▶ **Set exercise**
Format each line of the records below as a JSON list of strings, one string per line, and omit any blank lines.
>>>>
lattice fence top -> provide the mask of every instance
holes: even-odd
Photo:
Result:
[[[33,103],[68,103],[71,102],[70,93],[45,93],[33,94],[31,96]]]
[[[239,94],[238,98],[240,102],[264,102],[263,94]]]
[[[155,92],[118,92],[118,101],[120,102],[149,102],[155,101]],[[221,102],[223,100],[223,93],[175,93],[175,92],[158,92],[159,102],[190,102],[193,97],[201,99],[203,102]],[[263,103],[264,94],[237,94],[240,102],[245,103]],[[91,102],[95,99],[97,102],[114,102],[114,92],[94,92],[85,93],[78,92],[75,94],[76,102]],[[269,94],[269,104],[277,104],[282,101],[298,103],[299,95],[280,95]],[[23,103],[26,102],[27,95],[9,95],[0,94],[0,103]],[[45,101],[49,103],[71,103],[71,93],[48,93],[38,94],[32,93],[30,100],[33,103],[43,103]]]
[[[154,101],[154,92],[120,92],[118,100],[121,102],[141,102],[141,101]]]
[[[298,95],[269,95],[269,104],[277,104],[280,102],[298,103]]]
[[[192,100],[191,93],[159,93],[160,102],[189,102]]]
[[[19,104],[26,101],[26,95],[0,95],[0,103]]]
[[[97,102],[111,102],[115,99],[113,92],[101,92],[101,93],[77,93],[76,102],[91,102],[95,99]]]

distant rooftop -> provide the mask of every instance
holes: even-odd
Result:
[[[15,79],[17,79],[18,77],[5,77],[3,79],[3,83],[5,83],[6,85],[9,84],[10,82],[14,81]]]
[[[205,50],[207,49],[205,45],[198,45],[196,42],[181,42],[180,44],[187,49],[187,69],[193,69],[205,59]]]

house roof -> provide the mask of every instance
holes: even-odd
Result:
<<<<
▶ **Problem solution**
[
  "lattice fence top -> provide the mask of every instance",
  "holes: even-odd",
  "Photo:",
  "Result:",
  "[[[33,103],[68,103],[71,102],[70,93],[45,93],[33,94],[31,96]]]",
  "[[[239,94],[238,98],[240,102],[264,102],[263,94]]]",
  "[[[155,92],[118,92],[118,101],[120,102],[149,102],[155,101]],[[221,102],[223,100],[223,93],[175,93],[175,92],[158,92],[159,102],[190,102],[193,97],[201,99],[203,102]],[[263,103],[264,94],[237,94],[240,102],[245,103]],[[91,102],[95,99],[97,102],[114,102],[114,92],[94,92],[85,93],[78,92],[75,94],[76,102]],[[269,94],[269,104],[277,104],[282,101],[298,103],[299,95],[280,95]],[[23,103],[26,102],[27,95],[9,95],[0,94],[0,103]],[[45,101],[49,103],[71,103],[71,93],[48,93],[38,94],[32,93],[30,100],[33,103],[43,103]]]",
  "[[[154,101],[154,92],[120,92],[118,100],[121,102],[141,102],[141,101]]]",
  "[[[298,95],[269,95],[269,104],[277,104],[280,102],[298,103]]]",
  "[[[192,100],[191,93],[159,93],[160,102],[189,102]]]",
  "[[[19,104],[26,101],[26,95],[0,95],[0,103]]]",
  "[[[97,102],[111,102],[115,99],[113,92],[101,92],[101,93],[77,93],[76,102],[91,102],[95,99]]]",
  "distant rooftop -> provide the mask of every instance",
  "holes: even-odd",
  "Result:",
  "[[[15,79],[17,79],[18,77],[5,77],[3,79],[3,83],[5,83],[6,85],[9,84],[10,82],[14,81]]]",
  "[[[205,50],[207,49],[205,45],[198,45],[196,42],[181,42],[180,44],[187,49],[187,69],[193,69],[205,59]]]",
  "house roof -> provide the mask of every instance",
  "holes: even-odd",
  "Result:"
]